Stated task 1
Reproduce the entire text on the Sixth St. Passive House word for word.

Quoted text
-.-.-

Sixth St. Passive House
Project Completed: December 2011
Joey Conover and husband Jeff Erkelens own Latitude 38, Charlottesville, Virginia, a business dedicated to sustainable building and energy efficiency. They stated, “The key to every Latitude 38 project is whether we feel we would want to live on the street and in the house that we build.” Where do they really live? In one of their own houses, the Sixth St. Passive House.
The Sixth St. Passive House is 3,168 square feet of innovation. The stringent passive house criteria focus on preventing air leakage. The house is so well-insulated that Conover and Erkelens can spend most winter days comfortably inside without the heat on. The electronics and occupants produce most of the needed heat but not all of it. That’s where Mitsubishi Electric Cooling & Heating Division (Mitsubishi Electric) comes in.
Challenge:
To install an HVAC system that would complement a passive house design.
Conover and Erkelens called in a Certified Passive House Consultant, John Semmelhack, owner, Think Little, Charlottesville. Semmelhack is a Certified Passive House Consultant. He worked with the couple to ensure that the project would meet all of the passive house criteria. The team solved the cooling and heating factor with an M-Series multi-zone system. “This technology was a given,” Semmelhack said.
Semmelhack has specified variable-capacity heat pump systems “in all of the houses that are of this performance level that I’ve been working on. They give a right-sized system for a better portion of the year.” A key tenet of passive house building is that one cannot install too large of a system. Bigger in this case is not better. “We need systems that are able to ramp down their capacity,” Semmelhack said.

-.-.-

Material for this task
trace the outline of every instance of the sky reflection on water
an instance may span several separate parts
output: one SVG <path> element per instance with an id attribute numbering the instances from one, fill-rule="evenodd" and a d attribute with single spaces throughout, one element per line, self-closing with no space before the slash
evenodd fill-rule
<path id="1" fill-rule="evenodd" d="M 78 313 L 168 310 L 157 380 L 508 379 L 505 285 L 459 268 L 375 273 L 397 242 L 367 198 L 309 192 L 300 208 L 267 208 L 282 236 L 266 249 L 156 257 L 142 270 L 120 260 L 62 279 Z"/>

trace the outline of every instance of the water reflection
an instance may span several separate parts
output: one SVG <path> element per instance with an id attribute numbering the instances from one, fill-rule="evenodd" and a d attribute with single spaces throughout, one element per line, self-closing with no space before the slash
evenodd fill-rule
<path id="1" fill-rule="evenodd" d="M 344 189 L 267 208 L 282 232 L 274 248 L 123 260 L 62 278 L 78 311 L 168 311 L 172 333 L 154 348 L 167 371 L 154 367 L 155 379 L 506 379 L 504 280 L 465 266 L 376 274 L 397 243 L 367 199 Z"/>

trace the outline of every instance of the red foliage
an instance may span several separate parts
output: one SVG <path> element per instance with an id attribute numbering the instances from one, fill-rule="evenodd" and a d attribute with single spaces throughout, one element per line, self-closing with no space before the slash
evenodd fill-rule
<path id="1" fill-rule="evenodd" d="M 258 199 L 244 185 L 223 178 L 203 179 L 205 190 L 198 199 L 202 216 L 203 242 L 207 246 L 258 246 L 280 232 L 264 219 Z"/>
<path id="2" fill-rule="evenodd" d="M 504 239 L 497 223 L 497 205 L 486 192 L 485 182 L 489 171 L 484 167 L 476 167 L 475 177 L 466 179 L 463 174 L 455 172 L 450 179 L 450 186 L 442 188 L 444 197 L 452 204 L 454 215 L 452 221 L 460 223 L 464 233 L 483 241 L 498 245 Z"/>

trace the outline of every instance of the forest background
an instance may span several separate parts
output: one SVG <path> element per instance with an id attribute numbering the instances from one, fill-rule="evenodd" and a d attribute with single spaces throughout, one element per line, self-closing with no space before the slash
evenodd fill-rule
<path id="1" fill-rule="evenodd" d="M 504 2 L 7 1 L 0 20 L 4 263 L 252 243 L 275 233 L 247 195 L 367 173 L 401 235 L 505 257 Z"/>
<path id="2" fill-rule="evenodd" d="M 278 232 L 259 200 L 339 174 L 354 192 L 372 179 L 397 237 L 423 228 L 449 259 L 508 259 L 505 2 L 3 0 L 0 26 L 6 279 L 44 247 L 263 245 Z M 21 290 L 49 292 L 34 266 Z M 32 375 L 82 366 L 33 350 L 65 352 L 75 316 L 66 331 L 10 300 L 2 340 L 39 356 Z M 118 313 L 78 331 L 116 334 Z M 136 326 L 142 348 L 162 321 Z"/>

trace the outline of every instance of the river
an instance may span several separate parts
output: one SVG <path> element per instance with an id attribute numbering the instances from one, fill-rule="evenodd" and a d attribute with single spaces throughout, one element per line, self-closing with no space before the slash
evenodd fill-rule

-.-.-

Stated task 2
Within the entries, take the lines from the one containing "trace the outline of every instance of the forest" to the one containing "4 263 L 252" and give only those lines again, substituting "woodland backdrop" for "forest background" and leaving everything else unchanged.

Task solution 1
Sixth St. Passive House
Project Completed: December 2011
Joey Conover and husband Jeff Erkelens own Latitude 38, Charlottesville, Virginia, a business dedicated to sustainable building and energy efficiency. They stated, “The key to every Latitude 38 project is whether we feel we would want to live on the street and in the house that we build.” Where do they really live? In one of their own houses, the Sixth St. Passive House.
The Sixth St. Passive House is 3,168 square feet of innovation. The stringent passive house criteria focus on preventing air leakage. The house is so well-insulated that Conover and Erkelens can spend most winter days comfortably inside without the heat on. The electronics and occupants produce most of the needed heat but not all of it. That’s where Mitsubishi Electric Cooling & Heating Division (Mitsubishi Electric) comes in.
Challenge:
To install an HVAC system that would complement a passive house design.
Conover and Erkelens called in a Certified Passive House Consultant, John Semmelhack, owner, Think Little, Charlottesville. Semmelhack is a Certified Passive House Consultant. He worked with the couple to ensure that the project would meet all of the passive house criteria. The team solved the cooling and heating factor with an M-Series multi-zone system. “This technology was a given,” Semmelhack said.
Semmelhack has specified variable-capacity heat pump systems “in all of the houses that are of this performance level that I’ve been working on. They give a right-sized system for a better portion of the year.” A key tenet of passive house building is that one cannot install too large of a system. Bigger in this case is not better. “We need systems that are able to ramp down their capacity,” Semmelhack said.

Task solution 2
trace the outline of every instance of the woodland backdrop
an instance may span several separate parts
output: one SVG <path> element per instance with an id attribute numbering the instances from one, fill-rule="evenodd" and a d attribute with single spaces throughout, one element per line, self-closing with no space before the slash
evenodd fill-rule
<path id="1" fill-rule="evenodd" d="M 504 2 L 7 1 L 0 20 L 4 263 L 252 243 L 275 233 L 247 195 L 367 173 L 401 235 L 505 257 Z"/>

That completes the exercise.